-- Begin Passage provided --
### RMS

**(root mean square, rms)**
(square root of the average of some squared values)

**RMS** stands for **root mean square**, a number statistically
summarizing others in the manner of the *sum*, *mean*, or *median*.
The RMS is a type of "average"
appropriate for some situations, such as to summarize a particular
kind of independent values.
It is short
for *the square root of the mean of the squares of all the numbers*:

RMS = √( ∑a_{i}²/n )

where **n** is the count of the values **a**_{i}.
For all the values over an interval (an infinite number of them),
an integral (∫) is used instead of the summation:

RMS = √( (∫f(x)²dx)/s )

where **s** is the size of the interval over which the integral is taken.

The formula for a **standard deviation** incorporates an RMS
(it is the RMS of some numbers' deviations from their mean value),
and sometimes in astronomy literature, a standard deviation
is cited as "an RMS", presumably meaning "RMS from the mean".
Noise measurements may be cited in this manner, which may
use the summation for a finite number of measurements.
-- End Passage provided --
-- Begin Data excerpts --
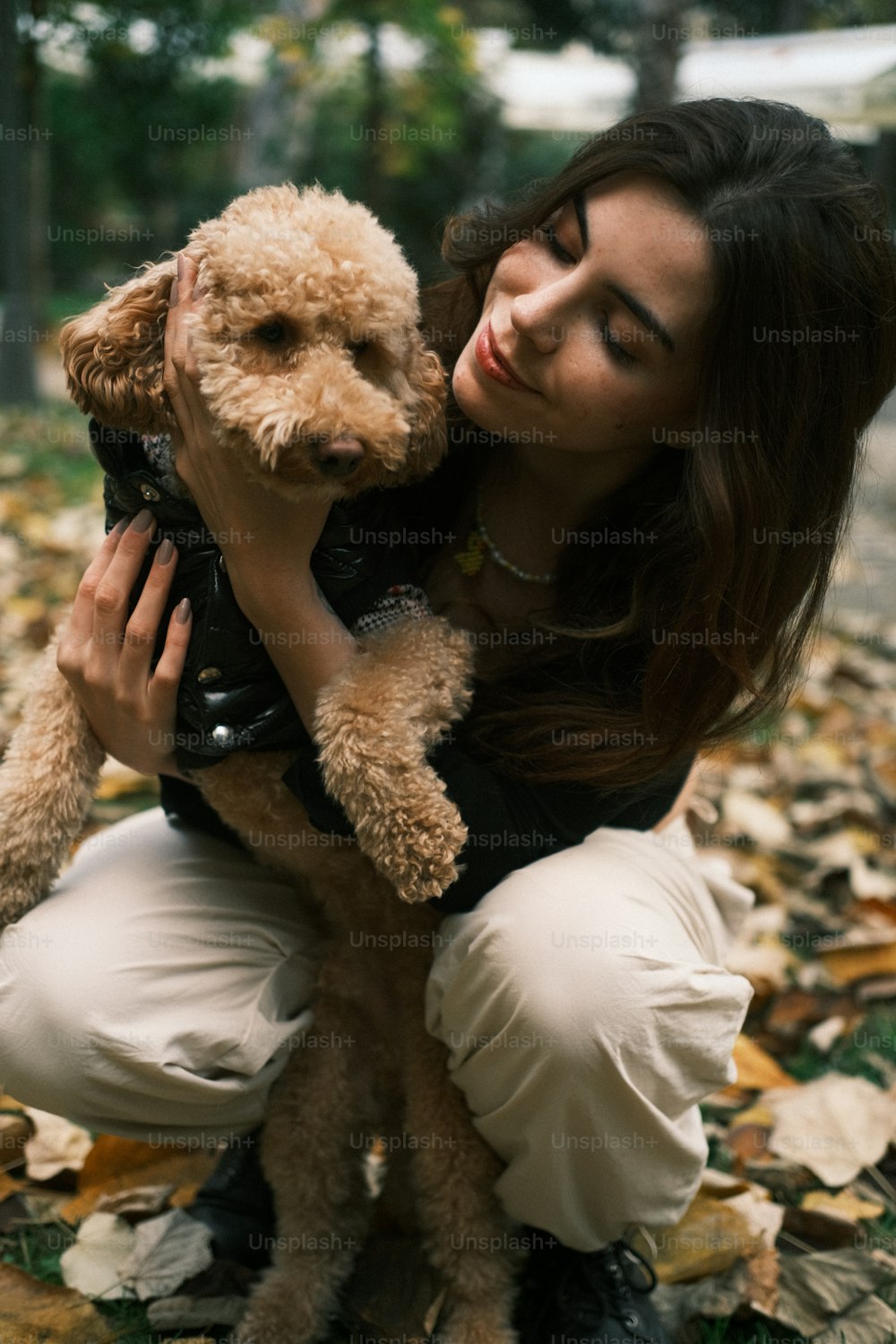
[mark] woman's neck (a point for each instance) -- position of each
(532, 497)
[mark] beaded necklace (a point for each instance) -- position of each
(478, 542)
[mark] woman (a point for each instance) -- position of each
(662, 362)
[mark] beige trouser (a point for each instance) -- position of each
(158, 992)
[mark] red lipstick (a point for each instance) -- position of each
(493, 363)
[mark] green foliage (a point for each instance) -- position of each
(410, 139)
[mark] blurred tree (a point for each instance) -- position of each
(392, 108)
(140, 134)
(18, 375)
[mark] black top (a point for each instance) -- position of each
(511, 823)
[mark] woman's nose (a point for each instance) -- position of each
(536, 317)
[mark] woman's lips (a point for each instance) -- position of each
(492, 363)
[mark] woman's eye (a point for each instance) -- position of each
(271, 332)
(614, 347)
(555, 245)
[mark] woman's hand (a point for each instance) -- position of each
(265, 539)
(105, 656)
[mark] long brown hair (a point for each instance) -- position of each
(664, 647)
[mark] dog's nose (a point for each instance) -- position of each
(339, 456)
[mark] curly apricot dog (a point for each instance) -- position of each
(314, 373)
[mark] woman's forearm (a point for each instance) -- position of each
(303, 636)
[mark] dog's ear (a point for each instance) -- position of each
(427, 427)
(113, 354)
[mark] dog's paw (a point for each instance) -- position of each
(474, 1322)
(424, 867)
(279, 1314)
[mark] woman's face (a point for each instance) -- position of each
(590, 331)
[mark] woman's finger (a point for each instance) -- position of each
(115, 586)
(80, 626)
(180, 368)
(145, 620)
(166, 679)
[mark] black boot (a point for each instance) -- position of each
(599, 1297)
(237, 1204)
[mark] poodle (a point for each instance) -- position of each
(314, 373)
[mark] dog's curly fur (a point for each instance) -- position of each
(308, 336)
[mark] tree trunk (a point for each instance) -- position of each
(18, 336)
(659, 32)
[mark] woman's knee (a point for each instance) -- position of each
(582, 956)
(46, 994)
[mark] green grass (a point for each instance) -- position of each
(45, 451)
(848, 1055)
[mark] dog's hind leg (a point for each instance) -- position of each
(47, 779)
(465, 1231)
(312, 1153)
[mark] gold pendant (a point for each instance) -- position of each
(470, 559)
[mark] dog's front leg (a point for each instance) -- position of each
(374, 723)
(322, 1116)
(47, 780)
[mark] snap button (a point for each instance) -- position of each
(222, 736)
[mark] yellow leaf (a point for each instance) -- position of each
(847, 965)
(756, 1069)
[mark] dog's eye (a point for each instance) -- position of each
(271, 332)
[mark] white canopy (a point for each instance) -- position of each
(845, 75)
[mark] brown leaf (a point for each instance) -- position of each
(708, 1239)
(762, 1281)
(847, 965)
(817, 1289)
(140, 1202)
(818, 1230)
(38, 1314)
(177, 1314)
(748, 1142)
(116, 1166)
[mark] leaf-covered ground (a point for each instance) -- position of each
(793, 1236)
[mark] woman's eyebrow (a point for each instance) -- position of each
(643, 314)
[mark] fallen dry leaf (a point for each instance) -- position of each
(756, 1069)
(711, 1236)
(91, 1265)
(167, 1252)
(818, 1292)
(847, 965)
(833, 1125)
(842, 1204)
(185, 1314)
(39, 1314)
(117, 1166)
(56, 1145)
(140, 1202)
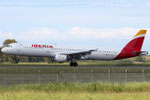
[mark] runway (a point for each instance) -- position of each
(10, 75)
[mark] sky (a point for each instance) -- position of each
(80, 23)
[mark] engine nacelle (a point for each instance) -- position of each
(60, 58)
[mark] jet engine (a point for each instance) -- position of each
(60, 58)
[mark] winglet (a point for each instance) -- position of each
(141, 33)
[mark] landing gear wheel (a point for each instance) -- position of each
(73, 64)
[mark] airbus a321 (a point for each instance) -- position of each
(63, 54)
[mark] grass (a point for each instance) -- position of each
(34, 95)
(77, 91)
(80, 63)
(81, 87)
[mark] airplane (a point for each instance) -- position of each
(63, 54)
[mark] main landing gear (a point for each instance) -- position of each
(73, 63)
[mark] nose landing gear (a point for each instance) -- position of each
(73, 63)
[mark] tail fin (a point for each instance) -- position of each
(133, 48)
(137, 42)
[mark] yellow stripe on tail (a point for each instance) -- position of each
(141, 32)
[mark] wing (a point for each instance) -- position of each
(79, 54)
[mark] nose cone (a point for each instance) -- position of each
(3, 50)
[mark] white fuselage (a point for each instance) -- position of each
(28, 50)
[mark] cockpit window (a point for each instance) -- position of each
(8, 45)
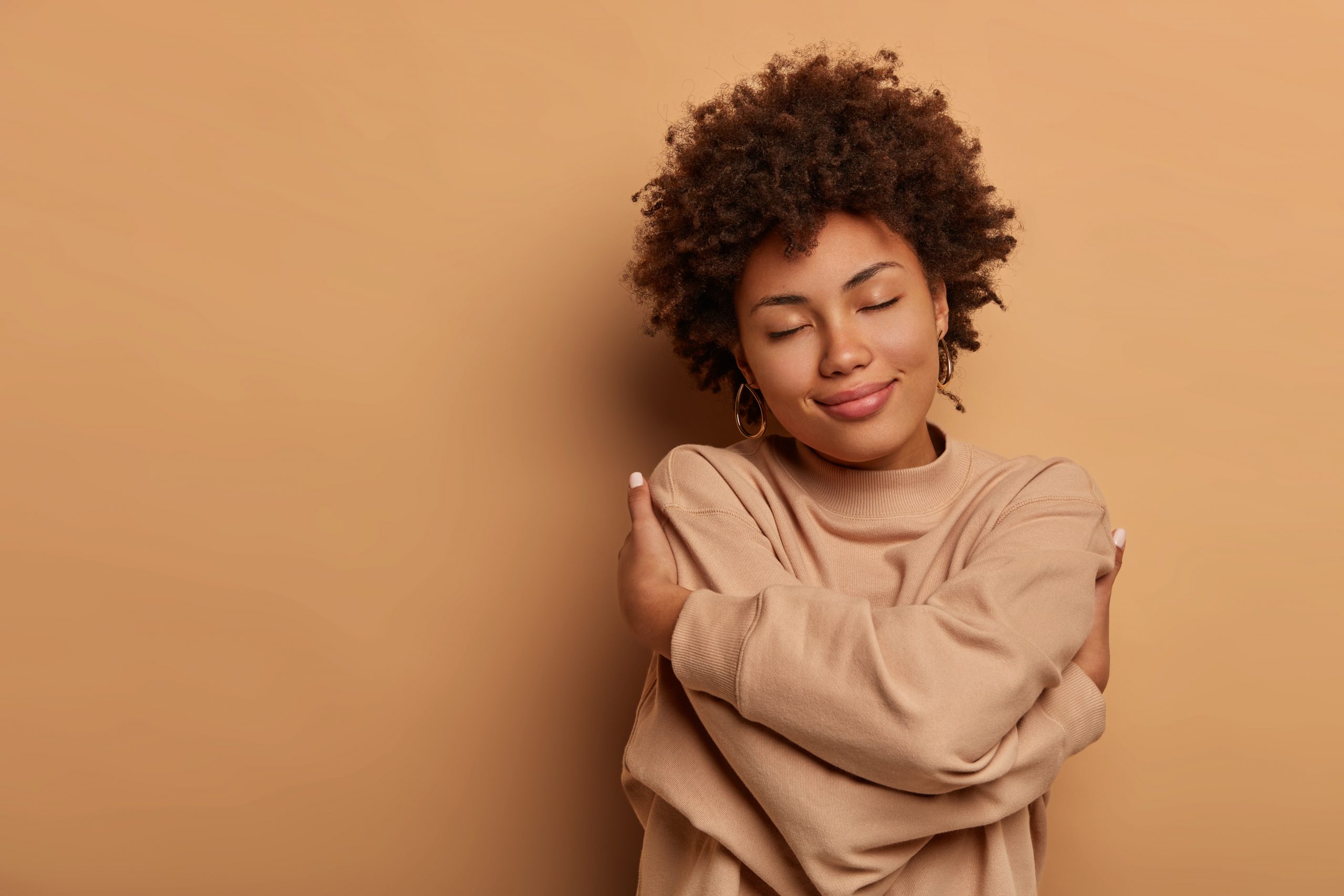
-- End Data excerpts --
> _Set of tasks_
1: Reproduce the root mean square entry from "It is short" to "RMS = √( (∫f(x)²dx)/s )".
2: Carry on the root mean square entry from where it stops.
The lines are separate material, unrelated to the root mean square entry.

> _Responses_
1:
It is short
for *the square root of the mean of the squares of all the numbers*:

RMS = √( ∑a_{i}²/n )

where **n** is the count of the values **a**_{i}.
For all the values over an interval (an infinite number of them),
an integral (∫) is used instead of the summation:

RMS = √( (∫f(x)²dx)/s )

2:
The standard deviation of a probability density function (PDF) uses the integral formula
(i.e., integral of the square of the deviations from the mean value).

*RMS* is also used in the calculation the average power associated
with a varying signal such as a varying electrical current or a
varying received radio signal (using the integral calculation).
For a signal repeating, such as a sine-wave (like AC electrical power),
the integral can be over one complete cycle. The instantaneous
power associated with a sine-wave AC signal ranges from zero to
some maximum (the maximum termed the **peak power**), but for many
purposes, the most useful value is the average power, calculated
with the RMS (**RMS power**), which can reasonably be used to calculate
the energy transferred over periods of time lasting many cycles.

Note that the phrase **RMS astronomy** has been used with an
entirely unrelated meaning: "radio, millimeter, submillimeter".

(*statistics*)
**Further reading:**

http://en.wikipedia.org/wiki/Root_mean_square

**Referenced by pages:**

angular power spectrum

gravitational wave strain (h)

RMS astronomy

wavefront error (WFE)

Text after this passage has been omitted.